#### [Questions to answer]
1/ List the four kinds of data that the independent panel reviewed, according to the chest pain study abstract.
2/ Translate this sentence from the chest pain study abstract into German: "GPs recorded symptoms and findings for each patient on a report form."

#### [Source document]
□ □ □ □ □

Aim: To estimate how accurately general practitioners' (GP) assessed the probability of coronary heart disease in patients presenting with chest pain and analyze the patient management decisions taken as a result.
Methods: During 2005 and 2006, the cross-sectional diagnostic study with a delayed-type reference standard included 74 GPs in the German state of Hesse, who enrolled 1249 consecutive patients presenting with chest pain. GPs recorded symptoms and findings for each patient on a report form. Patients and GPs were contacted 6 weeks and 6 months after the patients' visit to the GP. Data on chest complaints, investigations, hospitalization, and medication were reviewed by an independent panel, with coronary heart disease being the reference condition. Diagnostic properties (sensitivity, specificity, and predictive values) of the GPs' diagnoses were calculated.

□ □ □ □ □

#### [Data provided]
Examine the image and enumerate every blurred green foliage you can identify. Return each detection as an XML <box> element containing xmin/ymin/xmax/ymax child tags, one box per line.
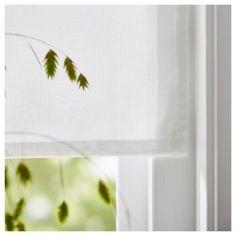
<box><xmin>5</xmin><ymin>157</ymin><xmax>116</xmax><ymax>231</ymax></box>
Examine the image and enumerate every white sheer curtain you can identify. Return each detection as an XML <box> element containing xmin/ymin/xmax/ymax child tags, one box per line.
<box><xmin>6</xmin><ymin>6</ymin><xmax>193</xmax><ymax>159</ymax></box>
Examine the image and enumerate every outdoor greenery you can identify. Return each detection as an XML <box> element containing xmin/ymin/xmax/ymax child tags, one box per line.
<box><xmin>5</xmin><ymin>157</ymin><xmax>116</xmax><ymax>231</ymax></box>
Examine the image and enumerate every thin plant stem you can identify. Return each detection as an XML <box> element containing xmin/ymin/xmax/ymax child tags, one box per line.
<box><xmin>6</xmin><ymin>131</ymin><xmax>132</xmax><ymax>227</ymax></box>
<box><xmin>5</xmin><ymin>32</ymin><xmax>68</xmax><ymax>57</ymax></box>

□ □ □ □ □

#### [List of answers]
1/ Chest complaints, investigations, hospitalization, and medication.

2/ Die Hausärzte dokumentierten für jeden Patienten Symptome und Befunde auf einem Dokumentationsbogen.